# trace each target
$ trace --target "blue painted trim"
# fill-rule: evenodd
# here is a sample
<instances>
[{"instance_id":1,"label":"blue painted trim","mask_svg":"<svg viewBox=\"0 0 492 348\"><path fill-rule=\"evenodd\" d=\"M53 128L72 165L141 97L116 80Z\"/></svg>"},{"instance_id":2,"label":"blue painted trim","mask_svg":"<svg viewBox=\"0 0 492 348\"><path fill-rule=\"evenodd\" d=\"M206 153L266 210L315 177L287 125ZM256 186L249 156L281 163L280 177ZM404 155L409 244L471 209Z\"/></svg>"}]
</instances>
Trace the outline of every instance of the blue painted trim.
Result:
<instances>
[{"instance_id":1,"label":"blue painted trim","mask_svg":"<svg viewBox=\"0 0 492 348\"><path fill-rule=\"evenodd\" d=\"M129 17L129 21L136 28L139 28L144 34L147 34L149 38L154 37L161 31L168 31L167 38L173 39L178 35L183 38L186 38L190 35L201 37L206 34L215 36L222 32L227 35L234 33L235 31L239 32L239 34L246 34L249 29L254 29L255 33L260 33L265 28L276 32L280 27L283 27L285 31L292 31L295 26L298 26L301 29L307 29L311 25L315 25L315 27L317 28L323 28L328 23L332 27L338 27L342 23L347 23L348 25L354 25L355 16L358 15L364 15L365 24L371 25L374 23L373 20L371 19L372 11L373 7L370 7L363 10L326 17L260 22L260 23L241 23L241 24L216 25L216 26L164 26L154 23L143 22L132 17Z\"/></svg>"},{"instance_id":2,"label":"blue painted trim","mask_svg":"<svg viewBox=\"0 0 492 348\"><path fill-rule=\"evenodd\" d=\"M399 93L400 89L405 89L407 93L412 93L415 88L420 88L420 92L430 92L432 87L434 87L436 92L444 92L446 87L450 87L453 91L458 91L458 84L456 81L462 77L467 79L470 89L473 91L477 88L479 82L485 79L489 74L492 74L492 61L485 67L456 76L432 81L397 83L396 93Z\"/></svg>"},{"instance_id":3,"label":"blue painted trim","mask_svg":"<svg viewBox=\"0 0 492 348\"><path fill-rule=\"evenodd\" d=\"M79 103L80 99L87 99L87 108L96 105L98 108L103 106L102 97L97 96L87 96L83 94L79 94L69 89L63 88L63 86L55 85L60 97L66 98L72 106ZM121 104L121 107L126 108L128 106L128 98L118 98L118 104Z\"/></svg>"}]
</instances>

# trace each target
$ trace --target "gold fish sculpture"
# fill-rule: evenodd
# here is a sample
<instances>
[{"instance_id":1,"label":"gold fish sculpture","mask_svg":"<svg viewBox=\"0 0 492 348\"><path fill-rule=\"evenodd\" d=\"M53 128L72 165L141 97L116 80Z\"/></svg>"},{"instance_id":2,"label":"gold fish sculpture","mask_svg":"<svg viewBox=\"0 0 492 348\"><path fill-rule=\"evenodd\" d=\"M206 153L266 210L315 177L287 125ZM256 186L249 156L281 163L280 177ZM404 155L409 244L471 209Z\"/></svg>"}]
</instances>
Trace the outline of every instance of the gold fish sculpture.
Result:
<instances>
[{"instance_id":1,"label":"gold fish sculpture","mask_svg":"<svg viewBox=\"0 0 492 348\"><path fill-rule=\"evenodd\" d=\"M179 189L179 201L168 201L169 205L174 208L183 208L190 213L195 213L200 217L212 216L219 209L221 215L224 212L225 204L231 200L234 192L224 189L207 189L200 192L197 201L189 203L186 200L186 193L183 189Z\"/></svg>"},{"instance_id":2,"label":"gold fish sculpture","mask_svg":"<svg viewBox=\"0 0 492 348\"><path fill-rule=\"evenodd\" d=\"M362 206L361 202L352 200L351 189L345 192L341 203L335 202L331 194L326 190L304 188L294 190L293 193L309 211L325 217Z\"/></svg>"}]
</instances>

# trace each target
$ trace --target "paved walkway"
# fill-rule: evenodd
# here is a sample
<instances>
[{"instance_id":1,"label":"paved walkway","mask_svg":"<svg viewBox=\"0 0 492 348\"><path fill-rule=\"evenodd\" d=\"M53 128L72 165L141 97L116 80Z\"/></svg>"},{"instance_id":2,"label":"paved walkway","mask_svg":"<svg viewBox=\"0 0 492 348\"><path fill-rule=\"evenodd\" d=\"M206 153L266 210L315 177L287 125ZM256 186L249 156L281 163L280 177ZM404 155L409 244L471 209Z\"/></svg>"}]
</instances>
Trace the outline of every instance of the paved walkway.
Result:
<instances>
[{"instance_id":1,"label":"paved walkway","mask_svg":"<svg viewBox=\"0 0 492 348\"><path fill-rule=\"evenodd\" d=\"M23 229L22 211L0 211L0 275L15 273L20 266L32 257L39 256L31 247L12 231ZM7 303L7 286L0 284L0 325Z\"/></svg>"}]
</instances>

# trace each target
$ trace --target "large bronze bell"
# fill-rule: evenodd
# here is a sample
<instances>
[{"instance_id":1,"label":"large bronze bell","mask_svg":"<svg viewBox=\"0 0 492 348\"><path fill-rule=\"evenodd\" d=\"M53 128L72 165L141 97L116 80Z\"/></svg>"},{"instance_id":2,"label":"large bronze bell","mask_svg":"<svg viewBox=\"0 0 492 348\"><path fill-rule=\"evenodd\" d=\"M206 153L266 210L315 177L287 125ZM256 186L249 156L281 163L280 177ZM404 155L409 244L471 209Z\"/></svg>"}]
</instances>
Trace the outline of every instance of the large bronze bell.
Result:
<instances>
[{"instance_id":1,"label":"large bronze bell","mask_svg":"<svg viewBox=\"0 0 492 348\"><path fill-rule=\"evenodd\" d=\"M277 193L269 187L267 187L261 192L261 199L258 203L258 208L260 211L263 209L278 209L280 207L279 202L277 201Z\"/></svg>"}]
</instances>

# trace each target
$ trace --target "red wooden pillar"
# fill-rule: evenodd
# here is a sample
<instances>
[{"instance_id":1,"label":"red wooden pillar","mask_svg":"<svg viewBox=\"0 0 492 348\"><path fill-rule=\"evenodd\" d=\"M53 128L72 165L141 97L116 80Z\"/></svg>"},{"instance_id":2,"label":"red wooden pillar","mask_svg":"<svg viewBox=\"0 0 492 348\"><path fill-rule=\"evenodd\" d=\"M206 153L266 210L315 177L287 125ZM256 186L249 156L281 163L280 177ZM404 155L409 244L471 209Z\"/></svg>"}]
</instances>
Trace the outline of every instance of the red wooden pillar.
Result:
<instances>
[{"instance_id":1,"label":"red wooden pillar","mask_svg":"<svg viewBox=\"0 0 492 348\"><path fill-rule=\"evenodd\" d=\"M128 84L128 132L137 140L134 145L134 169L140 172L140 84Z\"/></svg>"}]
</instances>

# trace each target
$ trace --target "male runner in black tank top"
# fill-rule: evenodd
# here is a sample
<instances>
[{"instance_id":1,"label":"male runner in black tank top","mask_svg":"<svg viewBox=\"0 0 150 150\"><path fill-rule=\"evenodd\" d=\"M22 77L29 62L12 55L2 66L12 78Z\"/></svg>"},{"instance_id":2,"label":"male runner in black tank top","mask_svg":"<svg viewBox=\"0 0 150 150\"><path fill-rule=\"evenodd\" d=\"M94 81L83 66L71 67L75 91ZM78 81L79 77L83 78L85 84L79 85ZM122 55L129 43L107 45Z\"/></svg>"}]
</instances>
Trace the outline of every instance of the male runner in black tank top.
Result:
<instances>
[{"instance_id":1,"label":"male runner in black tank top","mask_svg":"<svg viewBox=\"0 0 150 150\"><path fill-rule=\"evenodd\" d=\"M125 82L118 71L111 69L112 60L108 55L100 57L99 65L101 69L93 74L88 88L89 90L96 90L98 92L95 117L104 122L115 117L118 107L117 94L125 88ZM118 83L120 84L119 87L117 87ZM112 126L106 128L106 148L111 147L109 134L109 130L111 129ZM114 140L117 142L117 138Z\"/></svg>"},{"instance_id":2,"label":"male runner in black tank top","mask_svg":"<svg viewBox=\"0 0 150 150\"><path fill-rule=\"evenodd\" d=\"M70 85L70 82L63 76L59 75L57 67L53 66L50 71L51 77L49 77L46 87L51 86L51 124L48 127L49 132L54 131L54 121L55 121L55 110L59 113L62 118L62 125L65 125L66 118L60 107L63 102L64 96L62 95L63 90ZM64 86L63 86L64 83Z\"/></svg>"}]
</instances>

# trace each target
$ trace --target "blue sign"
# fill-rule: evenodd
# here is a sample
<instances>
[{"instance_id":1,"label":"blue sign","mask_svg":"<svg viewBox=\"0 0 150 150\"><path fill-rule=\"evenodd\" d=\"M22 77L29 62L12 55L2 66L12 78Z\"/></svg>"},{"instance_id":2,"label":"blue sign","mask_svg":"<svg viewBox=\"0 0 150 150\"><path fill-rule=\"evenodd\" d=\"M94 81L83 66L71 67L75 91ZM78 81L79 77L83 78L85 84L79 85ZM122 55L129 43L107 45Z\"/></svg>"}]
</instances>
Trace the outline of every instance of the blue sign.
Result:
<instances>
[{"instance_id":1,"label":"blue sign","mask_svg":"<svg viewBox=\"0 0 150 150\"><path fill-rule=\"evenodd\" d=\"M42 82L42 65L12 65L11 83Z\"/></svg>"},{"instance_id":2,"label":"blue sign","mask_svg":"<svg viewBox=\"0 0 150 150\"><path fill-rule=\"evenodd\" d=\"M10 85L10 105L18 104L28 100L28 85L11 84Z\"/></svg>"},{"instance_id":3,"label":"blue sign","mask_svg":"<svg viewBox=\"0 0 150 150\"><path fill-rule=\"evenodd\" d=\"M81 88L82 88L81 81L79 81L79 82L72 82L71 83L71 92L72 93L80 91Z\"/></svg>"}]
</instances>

.....

* _What you need to do_:
Please locate each line of the listing above that contains the word "wooden" and copy those lines out in full.

* _Answer in full_:
$ trace --target "red wooden pillar"
[{"instance_id":1,"label":"red wooden pillar","mask_svg":"<svg viewBox=\"0 0 492 348\"><path fill-rule=\"evenodd\" d=\"M53 128L72 165L141 97L116 80Z\"/></svg>"},{"instance_id":2,"label":"red wooden pillar","mask_svg":"<svg viewBox=\"0 0 492 348\"><path fill-rule=\"evenodd\" d=\"M206 153L266 210L315 177L287 125ZM256 186L249 156L281 163L280 177ZM404 155L409 244L471 209Z\"/></svg>"}]
Trace the outline of every instance of the red wooden pillar.
[{"instance_id":1,"label":"red wooden pillar","mask_svg":"<svg viewBox=\"0 0 492 348\"><path fill-rule=\"evenodd\" d=\"M128 84L128 132L137 140L134 145L134 169L140 172L140 84Z\"/></svg>"}]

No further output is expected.